### WHAT YOU SHOULD DO
Every line containing "nose" should be copied out. Go through the entries and find them.
__________________________________________________
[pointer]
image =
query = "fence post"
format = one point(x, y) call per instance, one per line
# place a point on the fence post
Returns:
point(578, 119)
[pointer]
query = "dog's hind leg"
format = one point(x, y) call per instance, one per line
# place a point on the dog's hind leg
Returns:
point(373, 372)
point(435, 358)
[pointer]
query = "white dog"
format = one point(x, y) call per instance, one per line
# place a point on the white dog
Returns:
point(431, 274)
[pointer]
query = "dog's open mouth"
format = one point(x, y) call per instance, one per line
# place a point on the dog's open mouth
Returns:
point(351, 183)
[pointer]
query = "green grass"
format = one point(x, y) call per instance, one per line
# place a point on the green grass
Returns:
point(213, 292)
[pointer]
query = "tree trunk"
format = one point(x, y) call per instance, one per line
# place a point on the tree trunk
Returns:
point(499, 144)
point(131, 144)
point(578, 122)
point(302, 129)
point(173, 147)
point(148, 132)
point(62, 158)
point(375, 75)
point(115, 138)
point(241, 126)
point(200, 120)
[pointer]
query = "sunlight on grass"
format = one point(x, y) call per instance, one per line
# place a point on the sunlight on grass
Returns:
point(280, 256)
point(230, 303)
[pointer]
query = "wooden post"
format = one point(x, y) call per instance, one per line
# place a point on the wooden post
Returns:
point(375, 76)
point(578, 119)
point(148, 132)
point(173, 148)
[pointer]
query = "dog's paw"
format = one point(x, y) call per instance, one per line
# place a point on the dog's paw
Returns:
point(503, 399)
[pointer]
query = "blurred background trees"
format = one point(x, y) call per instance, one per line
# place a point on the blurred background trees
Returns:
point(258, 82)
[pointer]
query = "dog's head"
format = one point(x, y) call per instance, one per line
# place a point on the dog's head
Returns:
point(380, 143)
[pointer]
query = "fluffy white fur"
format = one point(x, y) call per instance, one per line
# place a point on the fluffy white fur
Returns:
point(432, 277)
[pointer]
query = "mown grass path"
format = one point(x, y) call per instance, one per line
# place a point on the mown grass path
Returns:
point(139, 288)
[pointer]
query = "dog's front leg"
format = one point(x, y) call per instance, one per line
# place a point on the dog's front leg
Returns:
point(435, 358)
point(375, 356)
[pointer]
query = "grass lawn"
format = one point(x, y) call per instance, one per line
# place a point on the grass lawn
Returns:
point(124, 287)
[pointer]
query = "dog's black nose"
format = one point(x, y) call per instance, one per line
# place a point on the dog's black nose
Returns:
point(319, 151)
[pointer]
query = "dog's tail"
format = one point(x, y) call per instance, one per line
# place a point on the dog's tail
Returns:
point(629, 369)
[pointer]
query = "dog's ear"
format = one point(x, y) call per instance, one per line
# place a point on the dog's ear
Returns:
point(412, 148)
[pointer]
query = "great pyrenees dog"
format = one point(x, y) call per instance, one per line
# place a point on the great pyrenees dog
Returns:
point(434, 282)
__________________________________________________
### ANSWER BOX
query = "dog's black nose"
# place a point on the dog's black nose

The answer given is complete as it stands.